*YOUR TASK*:
Count the lines in the entries below that contain the word "cluster", treating uppercase and lowercase as different. Give only the number.

*MATERIAL SHOWN*:
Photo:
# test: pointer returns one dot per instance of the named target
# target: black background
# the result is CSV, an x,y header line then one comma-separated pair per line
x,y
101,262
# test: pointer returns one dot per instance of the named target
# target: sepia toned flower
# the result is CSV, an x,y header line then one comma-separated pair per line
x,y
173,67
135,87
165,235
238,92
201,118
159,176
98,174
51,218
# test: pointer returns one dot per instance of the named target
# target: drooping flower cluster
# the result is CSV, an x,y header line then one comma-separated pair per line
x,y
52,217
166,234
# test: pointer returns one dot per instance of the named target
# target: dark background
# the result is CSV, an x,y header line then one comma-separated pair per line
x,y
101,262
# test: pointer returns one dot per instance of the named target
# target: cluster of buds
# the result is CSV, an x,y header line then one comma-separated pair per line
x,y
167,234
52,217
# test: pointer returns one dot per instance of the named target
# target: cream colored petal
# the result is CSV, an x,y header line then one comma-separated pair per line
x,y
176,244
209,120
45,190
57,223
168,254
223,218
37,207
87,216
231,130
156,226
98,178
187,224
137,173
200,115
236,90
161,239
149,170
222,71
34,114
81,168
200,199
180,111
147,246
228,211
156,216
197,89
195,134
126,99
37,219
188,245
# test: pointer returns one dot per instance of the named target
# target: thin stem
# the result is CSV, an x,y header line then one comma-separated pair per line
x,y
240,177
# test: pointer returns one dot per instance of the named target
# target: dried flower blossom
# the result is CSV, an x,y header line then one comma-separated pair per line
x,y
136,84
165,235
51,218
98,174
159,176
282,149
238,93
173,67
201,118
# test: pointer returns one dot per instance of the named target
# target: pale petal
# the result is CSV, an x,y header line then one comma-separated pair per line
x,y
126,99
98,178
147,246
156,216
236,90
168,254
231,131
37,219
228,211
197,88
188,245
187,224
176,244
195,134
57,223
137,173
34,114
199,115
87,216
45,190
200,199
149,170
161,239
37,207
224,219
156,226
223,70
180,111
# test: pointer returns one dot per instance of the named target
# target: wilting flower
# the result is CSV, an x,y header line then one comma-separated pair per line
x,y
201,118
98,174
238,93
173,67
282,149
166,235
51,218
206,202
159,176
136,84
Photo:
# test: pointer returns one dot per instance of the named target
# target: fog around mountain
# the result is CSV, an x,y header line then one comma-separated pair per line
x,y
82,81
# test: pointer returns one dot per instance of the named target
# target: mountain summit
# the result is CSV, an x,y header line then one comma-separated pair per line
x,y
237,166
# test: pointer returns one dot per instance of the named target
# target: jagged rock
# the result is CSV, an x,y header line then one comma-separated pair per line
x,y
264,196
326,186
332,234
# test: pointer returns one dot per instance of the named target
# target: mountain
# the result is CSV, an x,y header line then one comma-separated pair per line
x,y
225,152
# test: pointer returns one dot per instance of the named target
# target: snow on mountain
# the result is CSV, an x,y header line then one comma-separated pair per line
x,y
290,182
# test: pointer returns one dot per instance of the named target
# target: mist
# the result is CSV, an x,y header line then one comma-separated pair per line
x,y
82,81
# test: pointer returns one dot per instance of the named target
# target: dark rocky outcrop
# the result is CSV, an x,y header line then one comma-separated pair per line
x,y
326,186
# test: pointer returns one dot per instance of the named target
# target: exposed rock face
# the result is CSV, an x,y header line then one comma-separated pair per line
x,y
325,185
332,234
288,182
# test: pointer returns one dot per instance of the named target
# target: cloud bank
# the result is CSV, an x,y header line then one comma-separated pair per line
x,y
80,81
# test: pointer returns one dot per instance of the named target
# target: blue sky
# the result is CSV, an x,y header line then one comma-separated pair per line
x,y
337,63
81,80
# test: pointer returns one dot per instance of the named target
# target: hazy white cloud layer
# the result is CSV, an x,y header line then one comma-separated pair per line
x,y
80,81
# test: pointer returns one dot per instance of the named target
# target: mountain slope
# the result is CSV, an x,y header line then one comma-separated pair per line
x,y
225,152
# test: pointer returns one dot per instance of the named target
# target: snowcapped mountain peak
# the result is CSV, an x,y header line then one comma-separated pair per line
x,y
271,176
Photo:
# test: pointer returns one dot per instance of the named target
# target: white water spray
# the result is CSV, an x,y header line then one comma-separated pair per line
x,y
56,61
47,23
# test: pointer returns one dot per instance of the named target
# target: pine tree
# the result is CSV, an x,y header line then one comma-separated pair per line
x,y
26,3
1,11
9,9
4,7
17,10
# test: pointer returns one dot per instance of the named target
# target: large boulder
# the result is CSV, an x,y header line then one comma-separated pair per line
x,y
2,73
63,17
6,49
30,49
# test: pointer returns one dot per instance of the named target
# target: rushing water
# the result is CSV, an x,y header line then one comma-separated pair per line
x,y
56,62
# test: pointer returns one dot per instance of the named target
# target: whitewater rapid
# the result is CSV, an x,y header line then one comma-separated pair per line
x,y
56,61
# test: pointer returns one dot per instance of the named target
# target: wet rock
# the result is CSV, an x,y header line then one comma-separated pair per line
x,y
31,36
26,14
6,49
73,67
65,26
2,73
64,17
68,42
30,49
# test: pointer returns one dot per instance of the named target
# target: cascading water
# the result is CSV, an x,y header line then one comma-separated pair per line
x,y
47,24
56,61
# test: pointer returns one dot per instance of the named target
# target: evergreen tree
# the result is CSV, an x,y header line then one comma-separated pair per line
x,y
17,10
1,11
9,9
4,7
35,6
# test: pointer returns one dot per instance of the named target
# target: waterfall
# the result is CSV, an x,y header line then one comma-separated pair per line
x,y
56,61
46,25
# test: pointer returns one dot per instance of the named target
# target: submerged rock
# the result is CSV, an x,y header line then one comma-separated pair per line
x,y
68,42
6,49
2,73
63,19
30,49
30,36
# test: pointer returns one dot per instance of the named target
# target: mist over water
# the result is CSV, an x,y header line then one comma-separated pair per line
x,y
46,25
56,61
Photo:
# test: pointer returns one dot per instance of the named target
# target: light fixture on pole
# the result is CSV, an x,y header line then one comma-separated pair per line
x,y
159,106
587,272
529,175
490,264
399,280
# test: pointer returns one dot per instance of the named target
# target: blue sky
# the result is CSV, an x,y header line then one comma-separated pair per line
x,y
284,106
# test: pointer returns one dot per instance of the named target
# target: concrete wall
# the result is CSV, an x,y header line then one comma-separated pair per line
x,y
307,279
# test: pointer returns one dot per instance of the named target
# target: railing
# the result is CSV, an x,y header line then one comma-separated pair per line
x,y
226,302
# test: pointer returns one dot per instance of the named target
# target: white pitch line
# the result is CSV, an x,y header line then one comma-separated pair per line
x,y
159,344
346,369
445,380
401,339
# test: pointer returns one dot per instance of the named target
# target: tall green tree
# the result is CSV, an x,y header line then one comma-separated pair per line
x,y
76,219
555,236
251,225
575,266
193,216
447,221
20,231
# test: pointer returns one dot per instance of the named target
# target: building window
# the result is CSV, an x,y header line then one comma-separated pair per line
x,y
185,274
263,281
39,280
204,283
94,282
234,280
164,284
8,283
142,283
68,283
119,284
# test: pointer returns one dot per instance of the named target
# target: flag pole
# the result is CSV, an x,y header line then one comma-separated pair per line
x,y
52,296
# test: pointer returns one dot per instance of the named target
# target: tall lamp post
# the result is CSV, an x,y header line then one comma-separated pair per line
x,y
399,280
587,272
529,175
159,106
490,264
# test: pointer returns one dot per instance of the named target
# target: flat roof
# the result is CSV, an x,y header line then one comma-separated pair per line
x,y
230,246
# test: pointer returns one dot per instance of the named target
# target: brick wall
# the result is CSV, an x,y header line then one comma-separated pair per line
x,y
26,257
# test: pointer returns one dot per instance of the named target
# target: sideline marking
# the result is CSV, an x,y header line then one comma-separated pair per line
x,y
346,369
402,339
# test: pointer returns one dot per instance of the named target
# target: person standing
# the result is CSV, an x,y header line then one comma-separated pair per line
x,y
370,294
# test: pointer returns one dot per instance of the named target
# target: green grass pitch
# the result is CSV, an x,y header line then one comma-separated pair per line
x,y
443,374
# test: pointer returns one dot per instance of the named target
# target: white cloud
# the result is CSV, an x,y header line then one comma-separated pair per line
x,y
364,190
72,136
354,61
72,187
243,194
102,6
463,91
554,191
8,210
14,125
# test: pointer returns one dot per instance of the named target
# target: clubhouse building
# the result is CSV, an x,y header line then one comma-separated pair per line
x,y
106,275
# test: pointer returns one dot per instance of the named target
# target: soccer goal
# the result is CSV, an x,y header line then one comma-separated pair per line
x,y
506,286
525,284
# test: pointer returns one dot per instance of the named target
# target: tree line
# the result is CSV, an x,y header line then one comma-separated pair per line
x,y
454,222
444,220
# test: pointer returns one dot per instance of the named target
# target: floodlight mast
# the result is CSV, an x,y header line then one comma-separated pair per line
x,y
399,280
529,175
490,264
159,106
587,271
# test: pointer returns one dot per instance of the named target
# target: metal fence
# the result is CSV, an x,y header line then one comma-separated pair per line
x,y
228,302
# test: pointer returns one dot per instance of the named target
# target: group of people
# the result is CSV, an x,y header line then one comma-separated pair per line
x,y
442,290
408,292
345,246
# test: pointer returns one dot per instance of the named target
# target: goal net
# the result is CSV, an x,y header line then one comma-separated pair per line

*COMPLETE OUTPUT*:
2